Exercise prompt: In the items below, pick out every line containing the word "background" and copy each of those lines. Match capitalization exactly.

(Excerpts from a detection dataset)
»»

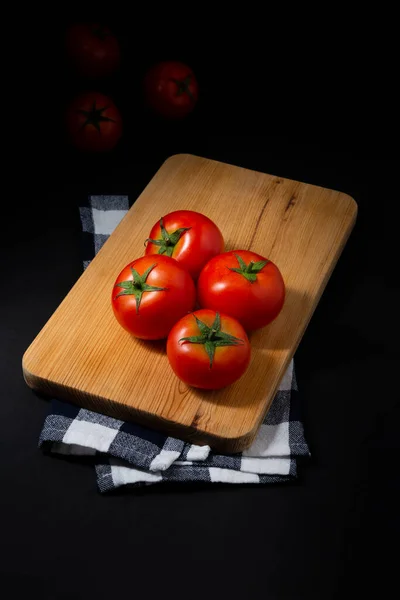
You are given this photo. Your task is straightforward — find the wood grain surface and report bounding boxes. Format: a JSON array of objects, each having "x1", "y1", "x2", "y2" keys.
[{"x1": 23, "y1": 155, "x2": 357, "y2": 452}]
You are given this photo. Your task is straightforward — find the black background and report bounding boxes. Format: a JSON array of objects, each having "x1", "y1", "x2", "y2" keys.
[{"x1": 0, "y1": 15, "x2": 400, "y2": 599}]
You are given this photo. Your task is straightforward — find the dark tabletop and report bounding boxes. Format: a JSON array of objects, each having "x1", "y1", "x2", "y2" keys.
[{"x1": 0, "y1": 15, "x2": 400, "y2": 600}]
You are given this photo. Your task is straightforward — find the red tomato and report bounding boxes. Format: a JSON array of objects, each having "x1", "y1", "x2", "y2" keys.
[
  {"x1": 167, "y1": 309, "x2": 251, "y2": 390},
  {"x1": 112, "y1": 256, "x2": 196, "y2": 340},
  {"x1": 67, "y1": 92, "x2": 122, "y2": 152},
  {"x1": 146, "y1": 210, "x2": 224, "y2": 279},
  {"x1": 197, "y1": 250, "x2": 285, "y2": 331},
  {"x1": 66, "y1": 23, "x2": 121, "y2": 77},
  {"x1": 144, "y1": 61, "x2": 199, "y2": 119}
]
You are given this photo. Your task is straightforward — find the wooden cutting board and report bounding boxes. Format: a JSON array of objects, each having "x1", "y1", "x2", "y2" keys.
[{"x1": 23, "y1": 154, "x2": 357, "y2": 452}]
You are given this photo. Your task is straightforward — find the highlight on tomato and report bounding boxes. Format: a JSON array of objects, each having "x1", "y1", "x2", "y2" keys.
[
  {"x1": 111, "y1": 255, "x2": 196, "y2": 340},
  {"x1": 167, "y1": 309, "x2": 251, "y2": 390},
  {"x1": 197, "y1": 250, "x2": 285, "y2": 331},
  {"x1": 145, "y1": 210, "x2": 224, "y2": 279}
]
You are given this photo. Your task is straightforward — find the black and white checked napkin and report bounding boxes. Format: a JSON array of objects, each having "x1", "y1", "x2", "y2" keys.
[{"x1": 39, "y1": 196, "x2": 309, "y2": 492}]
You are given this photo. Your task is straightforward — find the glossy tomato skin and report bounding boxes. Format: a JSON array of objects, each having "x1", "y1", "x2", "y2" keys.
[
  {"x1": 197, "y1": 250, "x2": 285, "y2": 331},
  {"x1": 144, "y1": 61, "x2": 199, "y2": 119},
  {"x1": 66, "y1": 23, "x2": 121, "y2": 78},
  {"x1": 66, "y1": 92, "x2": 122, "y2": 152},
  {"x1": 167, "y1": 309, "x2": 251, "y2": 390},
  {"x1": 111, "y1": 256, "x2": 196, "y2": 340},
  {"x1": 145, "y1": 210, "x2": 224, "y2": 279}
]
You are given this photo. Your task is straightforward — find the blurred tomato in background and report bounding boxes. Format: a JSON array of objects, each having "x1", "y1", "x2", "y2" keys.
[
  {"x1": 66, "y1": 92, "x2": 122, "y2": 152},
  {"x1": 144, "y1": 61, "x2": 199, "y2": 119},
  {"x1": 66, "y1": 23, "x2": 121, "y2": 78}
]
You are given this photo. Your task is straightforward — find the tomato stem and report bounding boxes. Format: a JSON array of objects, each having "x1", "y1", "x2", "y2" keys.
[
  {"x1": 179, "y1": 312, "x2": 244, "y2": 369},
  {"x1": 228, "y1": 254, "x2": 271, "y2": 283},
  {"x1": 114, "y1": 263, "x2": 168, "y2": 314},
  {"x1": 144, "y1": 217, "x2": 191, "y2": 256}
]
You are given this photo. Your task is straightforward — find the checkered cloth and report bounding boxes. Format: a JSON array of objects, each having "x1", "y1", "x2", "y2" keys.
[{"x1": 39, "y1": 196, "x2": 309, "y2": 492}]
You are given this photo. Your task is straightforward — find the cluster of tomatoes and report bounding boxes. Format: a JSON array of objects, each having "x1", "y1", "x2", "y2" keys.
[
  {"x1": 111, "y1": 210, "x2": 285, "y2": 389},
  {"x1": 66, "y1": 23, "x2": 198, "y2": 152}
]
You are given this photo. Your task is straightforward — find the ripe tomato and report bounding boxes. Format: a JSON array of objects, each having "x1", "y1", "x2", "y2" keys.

««

Finished answer:
You are given this photo. Your task is straightforward — find the black background and report bounding boxes. Format: a JSON array of objects, each having "x1", "y1", "x2", "y2" keys.
You are given this photo. Your task is straightforward — find the blurred tomato in background and report bounding boxes. Format: a JSON array of objects, each having "x1", "y1", "x2", "y2" keys.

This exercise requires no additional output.